_Data provided:_
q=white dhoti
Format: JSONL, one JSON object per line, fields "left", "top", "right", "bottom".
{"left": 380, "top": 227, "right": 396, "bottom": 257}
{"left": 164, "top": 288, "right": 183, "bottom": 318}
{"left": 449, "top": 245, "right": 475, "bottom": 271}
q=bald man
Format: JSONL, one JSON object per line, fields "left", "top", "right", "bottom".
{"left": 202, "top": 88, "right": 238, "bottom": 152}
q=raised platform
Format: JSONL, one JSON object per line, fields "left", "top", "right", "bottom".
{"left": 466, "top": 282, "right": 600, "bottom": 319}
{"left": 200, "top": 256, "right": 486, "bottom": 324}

_Your task:_ All lines from the one that has "q=raised platform" through the end of the material above should be returned exactly; omit the rest.

_Solution to this problem:_
q=raised platform
Format: JSONL, one JSON object per line, fields "left", "top", "right", "bottom".
{"left": 466, "top": 282, "right": 600, "bottom": 319}
{"left": 200, "top": 256, "right": 486, "bottom": 324}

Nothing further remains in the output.